Verilen görev A: Kaynak metinde anlatıcı, bütün gününü tren garında geçirerek yaşamaya başladığını söylüyor. Metnin verdiği gerekçeye göre bunu neden yaptığını açıklayın.

Kaynak metin:

==========

11 Temmuz 2013 Perşembe

Her Giden Ardında Bir El Bırakır

                Epeydir yazamıyorum. Yeni bir gün doğumundan güzel ne varsa hayatta göremiyorum. Kalemim ne zaman bir kağıdın üzerine nokta koyacak olsa duraksıyor sözcüklerim. Hüzün, haliyle hayatımın içinde. Aldırılmayacak kadar kolay değil yaşanılanlar. Kime yüzümü çevirsem hep bir yalan, kandırmaca. Geçmişe dair ne varsa incitiyor, yeniyi tanımamda. Hayret, sanki herkes birbirine benziyor.
* * *
                Bütün günümü tren garında geçirerek, yaşamaya başladım bu yüzden. Giden insanların yüzünde iki ifade mevcut. Ya hüzün, ya da mutluluk. Başka düşünceler akıllarına gelmiyor. Hayatta bir insanın yaşayabileceği en net iki düşünce, göz kapaklarının içinden başlayıp dudaklarına doğru uzanıyor. Bir sigara yakıyorum... Uzaktan -çay- diye seslenen biri geliyor. Termosundan bir çay doldurup uzatıyor, plastik bir bardağın içine geniş bir dudak payı bırakıldığı. Bir lira ücreti, onu alıp uzaklaşıyor. Yolculuğa çıkmanın en güzel anı... Beklemek... Seni bir yerden bir yere götürecek içeride dururken yer değiştirmediğin fakat dışardan bakan insan için sürekli bir hız ve ivme ile yer değiştirdiğin, başka yerlere gittiğin ilk an. Araç hareket etmeden, elinde yasaklar çerçevesinde, bir köşede yakıp içtiğin sigaran (mola zamanına kadar içemiyeceksin bir daha). Hızlı adımlarla koşmak gibi bir eyleme hazırlanan bavullu insanlar. Hareket eden aracın içinde ki yolculara el sallayan yakınları, muavinler, bilet kontrolcüleri, seyyar satıcılar ve benim gibi sadece seyretmeye gelen bir kaç kişi belki de. Unutmadan iç kısımlarda sıcak bir yuvaya muhtaç kalmış uyumaya çalışan evsiz insanlar. Görebileceğin en net tablo gün doğumundan gün batımına uzanan.

==========

Verilen kayıtlar:
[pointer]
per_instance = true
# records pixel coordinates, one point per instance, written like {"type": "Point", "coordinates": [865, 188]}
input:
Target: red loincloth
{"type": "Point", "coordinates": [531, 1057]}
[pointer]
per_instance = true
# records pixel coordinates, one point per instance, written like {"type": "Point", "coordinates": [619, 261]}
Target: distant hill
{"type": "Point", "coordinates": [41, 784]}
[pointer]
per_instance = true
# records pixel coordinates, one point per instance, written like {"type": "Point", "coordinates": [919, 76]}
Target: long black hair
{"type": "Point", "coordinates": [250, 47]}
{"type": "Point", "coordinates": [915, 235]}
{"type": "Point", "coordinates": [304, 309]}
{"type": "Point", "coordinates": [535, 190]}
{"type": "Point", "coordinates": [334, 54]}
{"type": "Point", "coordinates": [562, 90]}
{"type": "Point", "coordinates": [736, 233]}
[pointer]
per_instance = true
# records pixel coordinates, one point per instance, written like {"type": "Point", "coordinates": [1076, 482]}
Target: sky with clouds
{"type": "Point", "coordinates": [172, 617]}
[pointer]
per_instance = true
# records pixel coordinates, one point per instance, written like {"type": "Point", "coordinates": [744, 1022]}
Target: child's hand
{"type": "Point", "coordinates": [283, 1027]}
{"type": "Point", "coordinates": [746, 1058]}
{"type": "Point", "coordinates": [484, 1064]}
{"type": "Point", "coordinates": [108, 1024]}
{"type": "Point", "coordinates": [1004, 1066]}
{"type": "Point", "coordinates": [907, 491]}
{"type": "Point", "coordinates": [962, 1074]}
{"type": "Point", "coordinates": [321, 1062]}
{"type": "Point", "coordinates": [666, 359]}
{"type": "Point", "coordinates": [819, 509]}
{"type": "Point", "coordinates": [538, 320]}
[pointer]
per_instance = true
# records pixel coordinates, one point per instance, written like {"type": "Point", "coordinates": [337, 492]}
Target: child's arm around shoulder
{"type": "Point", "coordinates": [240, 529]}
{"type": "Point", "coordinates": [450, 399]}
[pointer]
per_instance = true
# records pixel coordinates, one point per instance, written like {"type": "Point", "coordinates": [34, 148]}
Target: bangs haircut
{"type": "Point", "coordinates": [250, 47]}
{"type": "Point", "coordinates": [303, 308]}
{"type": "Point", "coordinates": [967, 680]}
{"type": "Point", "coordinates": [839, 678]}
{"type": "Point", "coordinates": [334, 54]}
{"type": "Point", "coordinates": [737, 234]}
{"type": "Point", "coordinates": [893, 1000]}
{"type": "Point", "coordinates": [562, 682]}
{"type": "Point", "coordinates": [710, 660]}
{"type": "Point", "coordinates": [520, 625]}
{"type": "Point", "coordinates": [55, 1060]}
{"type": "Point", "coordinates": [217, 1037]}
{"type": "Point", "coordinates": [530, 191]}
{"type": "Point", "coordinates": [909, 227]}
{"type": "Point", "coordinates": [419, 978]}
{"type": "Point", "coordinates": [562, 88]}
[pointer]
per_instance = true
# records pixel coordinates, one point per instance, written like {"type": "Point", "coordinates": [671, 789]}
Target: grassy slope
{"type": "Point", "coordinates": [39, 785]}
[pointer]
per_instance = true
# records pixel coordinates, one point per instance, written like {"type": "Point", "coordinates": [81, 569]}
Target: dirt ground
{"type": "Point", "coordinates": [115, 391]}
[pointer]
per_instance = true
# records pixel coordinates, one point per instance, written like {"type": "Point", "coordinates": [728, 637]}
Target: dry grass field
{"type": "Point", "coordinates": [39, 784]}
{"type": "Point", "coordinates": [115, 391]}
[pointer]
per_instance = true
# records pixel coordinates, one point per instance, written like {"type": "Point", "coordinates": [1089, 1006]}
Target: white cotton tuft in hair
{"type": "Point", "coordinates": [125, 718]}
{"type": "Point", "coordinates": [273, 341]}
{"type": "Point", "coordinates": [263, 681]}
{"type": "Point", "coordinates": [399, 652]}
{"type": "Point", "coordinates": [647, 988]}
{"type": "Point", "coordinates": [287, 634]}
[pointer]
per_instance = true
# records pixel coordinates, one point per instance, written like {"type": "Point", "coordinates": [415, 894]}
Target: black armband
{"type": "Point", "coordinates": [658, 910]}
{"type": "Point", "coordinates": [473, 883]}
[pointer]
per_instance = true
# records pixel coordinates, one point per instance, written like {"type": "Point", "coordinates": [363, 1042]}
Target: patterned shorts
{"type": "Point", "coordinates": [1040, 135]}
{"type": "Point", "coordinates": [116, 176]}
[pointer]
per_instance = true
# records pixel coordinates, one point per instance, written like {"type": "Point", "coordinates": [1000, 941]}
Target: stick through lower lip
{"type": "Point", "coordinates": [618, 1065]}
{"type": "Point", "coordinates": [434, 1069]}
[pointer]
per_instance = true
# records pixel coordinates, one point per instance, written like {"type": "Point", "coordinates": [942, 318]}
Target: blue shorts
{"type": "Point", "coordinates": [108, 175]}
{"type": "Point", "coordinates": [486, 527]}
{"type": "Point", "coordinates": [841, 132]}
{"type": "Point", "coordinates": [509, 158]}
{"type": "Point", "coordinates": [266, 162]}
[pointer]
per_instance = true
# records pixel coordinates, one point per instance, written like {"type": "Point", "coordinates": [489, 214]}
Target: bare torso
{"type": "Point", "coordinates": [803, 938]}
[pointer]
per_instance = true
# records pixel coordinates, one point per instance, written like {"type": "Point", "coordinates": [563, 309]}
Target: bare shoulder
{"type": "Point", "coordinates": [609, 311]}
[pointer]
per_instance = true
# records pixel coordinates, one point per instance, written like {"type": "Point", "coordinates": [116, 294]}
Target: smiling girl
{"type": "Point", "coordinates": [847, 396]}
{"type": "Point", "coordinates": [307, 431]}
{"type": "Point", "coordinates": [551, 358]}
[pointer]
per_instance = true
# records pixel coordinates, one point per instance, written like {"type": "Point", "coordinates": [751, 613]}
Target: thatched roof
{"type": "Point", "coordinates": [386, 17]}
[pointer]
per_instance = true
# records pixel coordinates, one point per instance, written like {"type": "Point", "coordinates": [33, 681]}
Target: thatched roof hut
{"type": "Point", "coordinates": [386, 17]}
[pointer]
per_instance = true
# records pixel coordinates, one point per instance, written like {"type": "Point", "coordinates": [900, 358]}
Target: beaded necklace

==========

Verilen görev B: Kayıtlarda "black" sözcüğünü içeren satırların hepsini bulup kopyalayın.

Doğru sonuç A: Anlatıcı bunu "bu yüzden" diyerek önceki bölümde saydığı durumlara bağlar. Uzun zamandır yazamamaktadır ve hayatta güzel bir şey görememektedir. Hüzün hayatının içindedir. Yüzünü çevirdiği her yerde yalan ve kandırmaca bulur. Geçmişe dair her şey onu incitmektedir ve herkes birbirine benziyormuş gibi gelir.

Doğru sonuç B:
Target: long black hair
Target: black armband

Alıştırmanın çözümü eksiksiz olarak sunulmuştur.